Aim
Update every one of the following items so that each "Target" becomes "Object", keeping everything else the same.

Entries shown
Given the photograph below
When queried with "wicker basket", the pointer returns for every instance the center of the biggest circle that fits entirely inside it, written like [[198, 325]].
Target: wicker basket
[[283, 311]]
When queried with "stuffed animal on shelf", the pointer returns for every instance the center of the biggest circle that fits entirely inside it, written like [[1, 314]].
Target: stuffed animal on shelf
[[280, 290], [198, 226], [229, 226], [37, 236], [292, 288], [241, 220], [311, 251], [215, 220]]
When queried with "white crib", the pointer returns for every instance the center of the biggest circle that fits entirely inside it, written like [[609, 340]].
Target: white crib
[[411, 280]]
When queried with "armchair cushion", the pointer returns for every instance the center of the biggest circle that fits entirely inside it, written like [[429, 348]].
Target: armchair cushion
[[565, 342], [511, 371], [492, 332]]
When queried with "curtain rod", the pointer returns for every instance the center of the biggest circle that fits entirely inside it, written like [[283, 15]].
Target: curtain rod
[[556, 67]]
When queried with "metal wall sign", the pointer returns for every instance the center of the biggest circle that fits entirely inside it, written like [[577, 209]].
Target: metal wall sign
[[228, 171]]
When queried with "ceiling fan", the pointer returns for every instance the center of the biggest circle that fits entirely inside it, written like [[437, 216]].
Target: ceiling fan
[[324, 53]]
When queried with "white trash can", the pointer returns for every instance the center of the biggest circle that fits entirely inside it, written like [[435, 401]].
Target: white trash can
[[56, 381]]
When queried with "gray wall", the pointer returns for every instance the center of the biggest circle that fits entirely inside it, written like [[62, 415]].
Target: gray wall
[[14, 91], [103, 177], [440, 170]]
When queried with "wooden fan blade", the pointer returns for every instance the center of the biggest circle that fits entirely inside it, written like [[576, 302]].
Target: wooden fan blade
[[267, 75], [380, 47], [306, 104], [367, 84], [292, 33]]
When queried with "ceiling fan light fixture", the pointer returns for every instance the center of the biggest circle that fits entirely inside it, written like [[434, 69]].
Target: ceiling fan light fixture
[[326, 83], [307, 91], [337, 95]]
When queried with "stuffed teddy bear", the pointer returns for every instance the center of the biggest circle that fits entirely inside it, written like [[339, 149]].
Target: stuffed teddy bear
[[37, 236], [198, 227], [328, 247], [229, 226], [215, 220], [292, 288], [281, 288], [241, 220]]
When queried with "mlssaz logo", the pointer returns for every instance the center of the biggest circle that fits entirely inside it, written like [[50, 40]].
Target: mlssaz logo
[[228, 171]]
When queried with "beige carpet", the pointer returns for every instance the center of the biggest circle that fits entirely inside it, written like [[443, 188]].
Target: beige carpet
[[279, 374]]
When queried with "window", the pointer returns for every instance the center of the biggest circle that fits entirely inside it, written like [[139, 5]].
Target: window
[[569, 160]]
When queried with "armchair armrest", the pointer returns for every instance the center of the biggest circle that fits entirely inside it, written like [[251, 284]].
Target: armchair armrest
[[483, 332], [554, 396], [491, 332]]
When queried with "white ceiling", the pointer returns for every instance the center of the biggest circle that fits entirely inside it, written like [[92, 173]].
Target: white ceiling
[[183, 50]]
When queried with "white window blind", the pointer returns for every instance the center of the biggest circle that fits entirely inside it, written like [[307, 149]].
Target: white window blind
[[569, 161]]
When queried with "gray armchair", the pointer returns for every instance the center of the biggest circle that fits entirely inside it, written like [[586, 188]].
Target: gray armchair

Answer to the exercise
Given the photograph below
When queried with "wicker basket", the pointer returns for every instance the center of the biggest circle that fits entirely inside it, written like [[198, 325]].
Object: wicker basket
[[283, 311]]
When queried with "stuffed animal on shelf", the pointer returns for every instance the center of the biggest circle that fits entirely inside it, written like [[1, 314]].
Object: stuffed animal on shelf
[[280, 290], [198, 226], [229, 226], [37, 236], [292, 288], [241, 220], [311, 251], [215, 220]]
When queried with "white crib", the pointer returns for every instance the center of the biggest circle that fits entirely inside it, written like [[609, 340]].
Object: white crib
[[411, 280]]
When queried with "armchair cushion", the pointer returns for every instance the center of the biggest circle that fits entirely inside it, written like [[429, 348]].
Object: armchair cushion
[[565, 342], [511, 371], [492, 332]]
When queried with "curtain rod", the pointer returns for every instance the center of the biggest circle that fits entirely inside it, written like [[283, 15]].
Object: curtain rod
[[556, 67]]
When queried with "metal wall sign", the pointer returns for every instance the center of the biggest circle that fits entirely inside it, written like [[577, 209]].
Object: metal wall sign
[[228, 171]]
When queried with "ceiling fan", the pointer returns for every instance the center of the biggest circle that fits entirely inside it, written like [[437, 216]].
Object: ceiling fan
[[324, 53]]
When queried with "white trash can", the pointer returns for every instance the center of the biggest circle that fits entirely inside it, written like [[435, 401]].
Object: white trash can
[[56, 381]]
When queried with "gray wall", the pointer returns for every instance the center of the biggest circle that fits entirely inside it, written like [[62, 415]].
Object: gray wall
[[14, 91], [103, 177], [440, 170]]
When queried with "wooden fan blade", the pointer returns for every instance the center of the biggest circle that fits entirely inside it, written like [[576, 302]].
Object: wooden fan blade
[[267, 75], [380, 47], [306, 104], [367, 84], [292, 33]]
When queried with "ceiling fan light fixture", the pointer returns for every instance the center of the biggest circle that fits entirely inside it, written like [[434, 69]].
Object: ceiling fan light fixture
[[326, 83], [307, 91], [337, 95]]
When queried with "stuffed teddy bear", the pointer returns for every instance the center of the biggest circle that fits entirely inside it, written like [[339, 149]].
Object: stuffed teddy bear
[[37, 236], [198, 227], [328, 247], [229, 226], [215, 220], [292, 288], [281, 288], [241, 220]]
When queried with "mlssaz logo", the pointer returns for every instance the center of the biggest circle that fits entirely inside it, written like [[50, 40]].
Object: mlssaz logo
[[228, 171]]
When queried with "beige carpet", the pointer returns for every instance the center of the biggest circle that fits entirely inside it, written like [[443, 188]].
Object: beige carpet
[[279, 374]]
When queried with "window", the pointer returns for every instance the center of the biggest circle that fits entirely inside it, written like [[139, 5]].
Object: window
[[569, 160]]
When queried with "armchair armrest", the pointer returns for every instance the center of the biggest circle that fits entirely inside it, written like [[251, 284]].
Object: armchair armrest
[[483, 332], [554, 396], [491, 332]]
When queried with "white ceiling", the pointer returns for every instance the center of the biggest circle that fits entirely inside it, written like [[92, 173]].
Object: white ceiling
[[183, 50]]
When queried with "white window blind", the pointer returns for every instance the center of the biggest circle that fits entirely inside it, written like [[307, 149]].
Object: white window blind
[[569, 161]]
When queried with "gray armchair", the pointer returns for every instance the center of the biggest circle that fits entirely inside it, written like [[586, 188]].
Object: gray armchair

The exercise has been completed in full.